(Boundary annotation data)

----

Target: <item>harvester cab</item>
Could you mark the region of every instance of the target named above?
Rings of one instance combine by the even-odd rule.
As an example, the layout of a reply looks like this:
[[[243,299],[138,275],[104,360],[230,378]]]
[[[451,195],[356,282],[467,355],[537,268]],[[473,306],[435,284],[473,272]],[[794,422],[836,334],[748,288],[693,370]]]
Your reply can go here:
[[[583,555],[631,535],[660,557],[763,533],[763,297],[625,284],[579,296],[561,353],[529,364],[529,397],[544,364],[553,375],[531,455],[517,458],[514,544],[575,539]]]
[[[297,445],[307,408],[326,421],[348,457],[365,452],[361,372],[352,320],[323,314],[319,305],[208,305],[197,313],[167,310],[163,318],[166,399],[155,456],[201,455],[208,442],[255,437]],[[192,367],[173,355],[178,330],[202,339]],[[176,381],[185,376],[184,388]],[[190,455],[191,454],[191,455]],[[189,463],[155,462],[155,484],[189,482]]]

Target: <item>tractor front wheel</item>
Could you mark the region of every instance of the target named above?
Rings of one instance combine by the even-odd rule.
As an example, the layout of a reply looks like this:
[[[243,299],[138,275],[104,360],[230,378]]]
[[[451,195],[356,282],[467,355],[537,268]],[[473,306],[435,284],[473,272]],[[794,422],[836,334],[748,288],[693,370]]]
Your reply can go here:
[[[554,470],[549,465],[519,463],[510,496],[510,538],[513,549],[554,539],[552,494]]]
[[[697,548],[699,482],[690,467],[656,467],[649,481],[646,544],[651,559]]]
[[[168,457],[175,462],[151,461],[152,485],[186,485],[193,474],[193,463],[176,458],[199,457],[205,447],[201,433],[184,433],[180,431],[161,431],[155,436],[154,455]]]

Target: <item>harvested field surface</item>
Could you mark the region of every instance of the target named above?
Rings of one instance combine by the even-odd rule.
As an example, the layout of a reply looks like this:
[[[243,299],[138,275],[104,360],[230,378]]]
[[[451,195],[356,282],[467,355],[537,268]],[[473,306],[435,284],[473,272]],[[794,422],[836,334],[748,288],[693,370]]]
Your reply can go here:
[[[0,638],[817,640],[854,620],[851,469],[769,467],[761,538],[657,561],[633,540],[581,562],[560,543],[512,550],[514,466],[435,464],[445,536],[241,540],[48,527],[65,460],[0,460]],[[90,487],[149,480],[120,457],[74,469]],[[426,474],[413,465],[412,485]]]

----

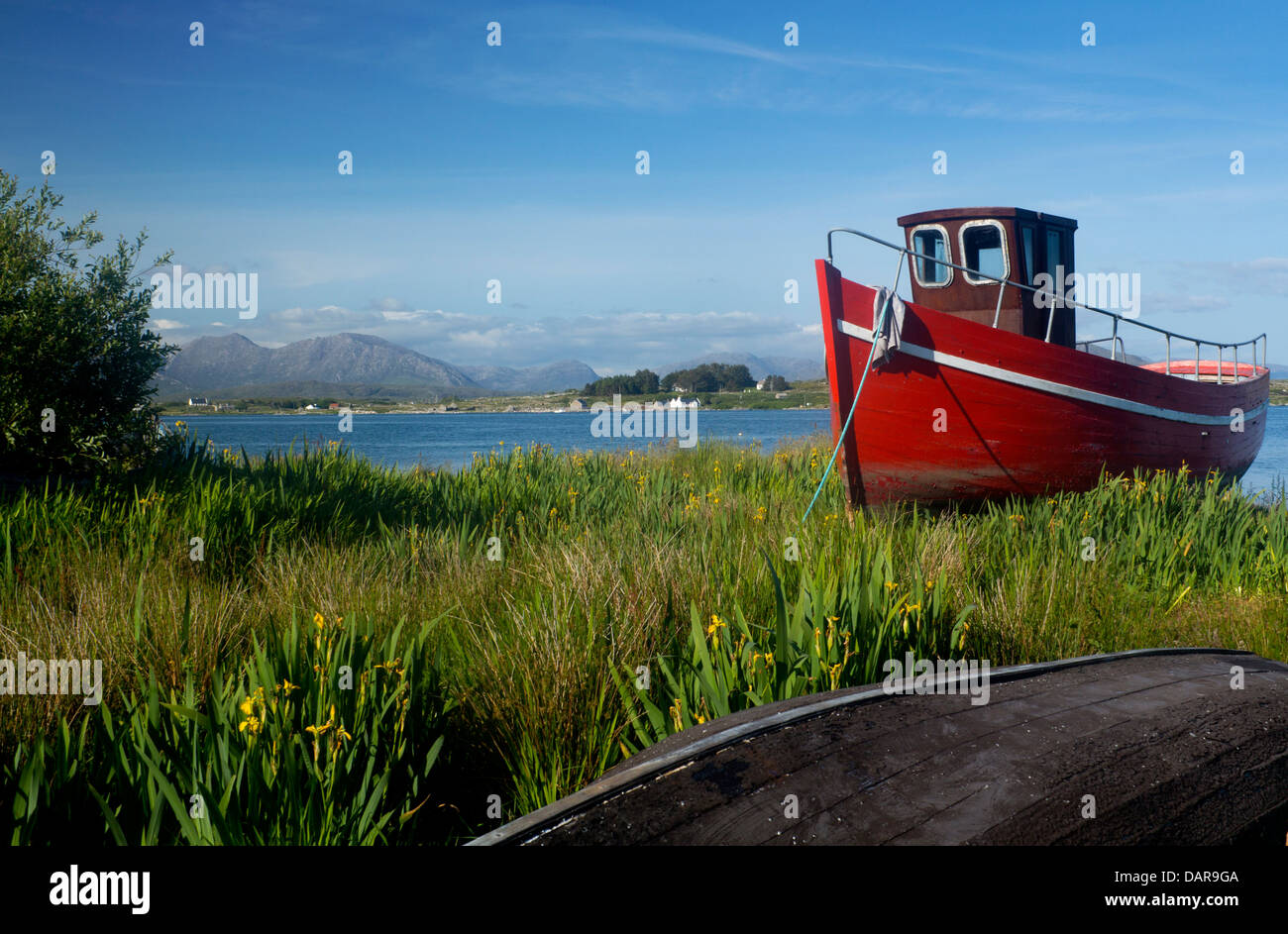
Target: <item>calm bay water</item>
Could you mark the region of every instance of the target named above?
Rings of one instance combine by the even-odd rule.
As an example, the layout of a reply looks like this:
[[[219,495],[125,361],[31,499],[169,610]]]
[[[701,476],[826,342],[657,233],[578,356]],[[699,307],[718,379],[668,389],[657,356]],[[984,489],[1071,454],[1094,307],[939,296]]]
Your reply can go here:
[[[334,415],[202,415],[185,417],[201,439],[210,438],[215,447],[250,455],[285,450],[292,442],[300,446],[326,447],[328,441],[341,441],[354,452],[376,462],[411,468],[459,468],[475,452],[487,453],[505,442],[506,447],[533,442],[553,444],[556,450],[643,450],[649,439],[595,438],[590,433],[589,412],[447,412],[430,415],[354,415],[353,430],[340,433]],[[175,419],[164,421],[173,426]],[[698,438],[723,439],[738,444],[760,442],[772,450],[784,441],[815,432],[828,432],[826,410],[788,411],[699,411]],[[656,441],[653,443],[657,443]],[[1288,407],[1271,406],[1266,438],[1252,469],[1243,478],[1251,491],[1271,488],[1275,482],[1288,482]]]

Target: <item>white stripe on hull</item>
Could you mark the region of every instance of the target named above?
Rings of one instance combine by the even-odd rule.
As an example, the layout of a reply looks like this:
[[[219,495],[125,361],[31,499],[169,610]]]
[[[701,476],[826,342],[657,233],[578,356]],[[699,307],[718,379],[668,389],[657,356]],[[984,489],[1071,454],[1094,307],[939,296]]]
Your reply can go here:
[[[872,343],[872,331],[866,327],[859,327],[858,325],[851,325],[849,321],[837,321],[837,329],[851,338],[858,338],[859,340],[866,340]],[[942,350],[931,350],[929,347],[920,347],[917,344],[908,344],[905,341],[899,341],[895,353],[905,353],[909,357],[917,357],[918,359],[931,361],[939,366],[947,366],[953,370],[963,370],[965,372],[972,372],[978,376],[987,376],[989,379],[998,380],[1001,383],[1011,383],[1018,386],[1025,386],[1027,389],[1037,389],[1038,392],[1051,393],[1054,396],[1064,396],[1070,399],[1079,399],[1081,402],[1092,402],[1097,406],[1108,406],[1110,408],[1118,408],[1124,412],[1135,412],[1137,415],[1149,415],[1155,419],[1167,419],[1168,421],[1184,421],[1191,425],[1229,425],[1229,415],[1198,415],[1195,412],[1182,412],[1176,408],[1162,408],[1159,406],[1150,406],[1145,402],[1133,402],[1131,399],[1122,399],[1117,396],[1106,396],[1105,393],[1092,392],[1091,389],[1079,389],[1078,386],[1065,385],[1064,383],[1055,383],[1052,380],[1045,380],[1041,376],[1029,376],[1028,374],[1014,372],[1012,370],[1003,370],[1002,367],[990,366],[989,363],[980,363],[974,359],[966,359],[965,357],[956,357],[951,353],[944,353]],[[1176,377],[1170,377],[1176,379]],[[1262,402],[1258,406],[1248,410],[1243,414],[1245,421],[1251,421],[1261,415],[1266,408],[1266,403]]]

----

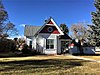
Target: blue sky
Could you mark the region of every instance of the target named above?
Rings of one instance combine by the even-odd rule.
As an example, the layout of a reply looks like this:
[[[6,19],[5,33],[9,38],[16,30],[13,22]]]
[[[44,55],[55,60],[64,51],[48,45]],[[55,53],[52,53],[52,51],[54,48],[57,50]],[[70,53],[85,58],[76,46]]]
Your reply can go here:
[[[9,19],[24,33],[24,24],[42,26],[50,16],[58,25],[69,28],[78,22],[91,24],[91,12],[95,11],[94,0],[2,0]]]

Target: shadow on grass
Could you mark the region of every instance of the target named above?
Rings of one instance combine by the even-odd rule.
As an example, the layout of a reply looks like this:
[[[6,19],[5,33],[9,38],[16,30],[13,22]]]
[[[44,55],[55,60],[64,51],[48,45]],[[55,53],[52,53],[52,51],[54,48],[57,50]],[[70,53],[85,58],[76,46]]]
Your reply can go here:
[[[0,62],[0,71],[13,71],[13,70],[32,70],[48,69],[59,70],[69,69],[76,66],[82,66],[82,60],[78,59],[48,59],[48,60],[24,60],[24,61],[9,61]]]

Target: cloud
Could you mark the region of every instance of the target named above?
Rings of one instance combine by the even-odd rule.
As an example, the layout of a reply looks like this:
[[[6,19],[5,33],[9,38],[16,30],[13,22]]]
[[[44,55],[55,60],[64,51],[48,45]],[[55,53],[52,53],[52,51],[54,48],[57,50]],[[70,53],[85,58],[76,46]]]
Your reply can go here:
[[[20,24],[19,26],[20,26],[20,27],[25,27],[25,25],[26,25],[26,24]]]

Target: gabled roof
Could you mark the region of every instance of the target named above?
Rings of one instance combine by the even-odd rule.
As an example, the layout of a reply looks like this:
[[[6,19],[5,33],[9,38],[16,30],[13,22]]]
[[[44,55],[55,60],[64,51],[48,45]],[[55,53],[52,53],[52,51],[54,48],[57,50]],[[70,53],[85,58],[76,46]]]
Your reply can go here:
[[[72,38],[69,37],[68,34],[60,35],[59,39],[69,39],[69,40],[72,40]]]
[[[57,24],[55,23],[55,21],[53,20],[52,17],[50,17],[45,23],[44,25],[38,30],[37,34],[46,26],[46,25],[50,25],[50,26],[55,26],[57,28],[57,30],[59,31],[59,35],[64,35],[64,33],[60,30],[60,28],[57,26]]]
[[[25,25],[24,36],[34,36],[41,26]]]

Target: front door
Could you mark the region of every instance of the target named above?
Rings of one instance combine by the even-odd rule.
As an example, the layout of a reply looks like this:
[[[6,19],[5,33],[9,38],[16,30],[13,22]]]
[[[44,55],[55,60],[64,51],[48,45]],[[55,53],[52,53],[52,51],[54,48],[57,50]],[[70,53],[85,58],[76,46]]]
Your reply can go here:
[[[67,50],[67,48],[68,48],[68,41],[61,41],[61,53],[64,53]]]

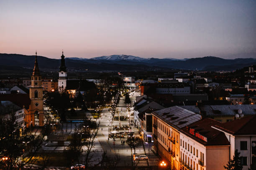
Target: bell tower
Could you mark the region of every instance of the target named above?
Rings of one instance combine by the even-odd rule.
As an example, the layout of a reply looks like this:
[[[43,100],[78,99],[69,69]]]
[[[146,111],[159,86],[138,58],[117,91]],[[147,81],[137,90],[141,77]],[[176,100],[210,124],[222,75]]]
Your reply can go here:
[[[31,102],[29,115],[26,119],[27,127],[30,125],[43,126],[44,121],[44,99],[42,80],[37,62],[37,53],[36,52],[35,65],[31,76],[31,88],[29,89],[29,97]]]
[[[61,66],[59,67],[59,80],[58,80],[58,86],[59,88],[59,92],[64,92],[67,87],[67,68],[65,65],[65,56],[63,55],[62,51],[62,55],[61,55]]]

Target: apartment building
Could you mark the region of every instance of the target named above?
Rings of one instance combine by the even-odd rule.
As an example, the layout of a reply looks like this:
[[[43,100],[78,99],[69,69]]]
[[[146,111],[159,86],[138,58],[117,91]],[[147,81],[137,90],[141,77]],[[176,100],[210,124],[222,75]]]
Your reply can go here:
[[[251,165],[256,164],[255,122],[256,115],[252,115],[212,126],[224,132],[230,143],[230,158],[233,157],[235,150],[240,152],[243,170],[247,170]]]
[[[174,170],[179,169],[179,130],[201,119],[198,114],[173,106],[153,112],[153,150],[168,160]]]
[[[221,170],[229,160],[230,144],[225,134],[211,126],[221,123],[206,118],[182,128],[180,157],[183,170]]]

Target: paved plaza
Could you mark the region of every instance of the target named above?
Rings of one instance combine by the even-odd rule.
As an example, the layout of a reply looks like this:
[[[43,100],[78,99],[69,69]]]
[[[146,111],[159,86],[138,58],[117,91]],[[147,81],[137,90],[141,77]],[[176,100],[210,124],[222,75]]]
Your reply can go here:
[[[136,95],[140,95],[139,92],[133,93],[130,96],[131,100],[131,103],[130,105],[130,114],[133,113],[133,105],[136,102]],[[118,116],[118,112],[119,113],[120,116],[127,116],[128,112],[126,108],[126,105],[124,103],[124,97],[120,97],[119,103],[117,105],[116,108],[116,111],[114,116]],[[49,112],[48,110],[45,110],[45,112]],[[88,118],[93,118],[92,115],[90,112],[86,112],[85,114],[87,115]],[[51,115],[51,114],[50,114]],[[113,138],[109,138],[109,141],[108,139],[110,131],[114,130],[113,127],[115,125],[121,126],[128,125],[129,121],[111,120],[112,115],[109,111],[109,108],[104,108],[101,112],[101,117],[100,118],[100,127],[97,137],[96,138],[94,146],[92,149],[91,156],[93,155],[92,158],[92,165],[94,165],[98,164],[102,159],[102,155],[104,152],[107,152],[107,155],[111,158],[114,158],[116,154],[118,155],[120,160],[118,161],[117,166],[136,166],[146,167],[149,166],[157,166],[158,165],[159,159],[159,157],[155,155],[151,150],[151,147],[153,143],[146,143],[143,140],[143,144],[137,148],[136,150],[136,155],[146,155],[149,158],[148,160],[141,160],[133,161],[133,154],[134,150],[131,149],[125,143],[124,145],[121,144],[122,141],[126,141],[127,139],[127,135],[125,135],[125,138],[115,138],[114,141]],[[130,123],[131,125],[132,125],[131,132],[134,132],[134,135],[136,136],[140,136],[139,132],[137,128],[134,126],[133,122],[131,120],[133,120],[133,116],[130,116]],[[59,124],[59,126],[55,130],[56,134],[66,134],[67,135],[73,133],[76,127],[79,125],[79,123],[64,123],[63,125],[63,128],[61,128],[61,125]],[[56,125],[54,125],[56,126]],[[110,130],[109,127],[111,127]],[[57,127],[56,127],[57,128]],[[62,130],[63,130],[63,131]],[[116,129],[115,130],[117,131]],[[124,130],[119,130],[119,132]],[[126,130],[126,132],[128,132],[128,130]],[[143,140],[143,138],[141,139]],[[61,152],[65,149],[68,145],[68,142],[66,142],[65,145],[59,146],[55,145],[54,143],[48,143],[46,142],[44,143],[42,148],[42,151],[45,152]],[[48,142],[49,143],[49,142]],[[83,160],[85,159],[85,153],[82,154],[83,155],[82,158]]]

----

Instructions to follow:
Copy the data lines word for word, starting at the line containing "Target: front door" and ending with the line containing "[[[67,50],[67,48],[68,48],[68,41],[61,41],[61,53],[64,53]]]".

Solution:
Target: front door
Could you mark the region of every instance of the target named above?
Rings of one instance combine by the even-odd rule.
As an example, the layout of a reply looks like this:
[[[6,19],[5,33],[9,38],[16,30],[13,22]]]
[[[44,55],[55,60],[64,51],[48,45]],[[55,53],[52,53],[52,51],[54,48],[57,50]],[[70,53],[85,58],[76,46]]]
Your reply can go here:
[[[67,50],[67,48],[68,48],[68,41],[61,41],[61,53],[64,53]]]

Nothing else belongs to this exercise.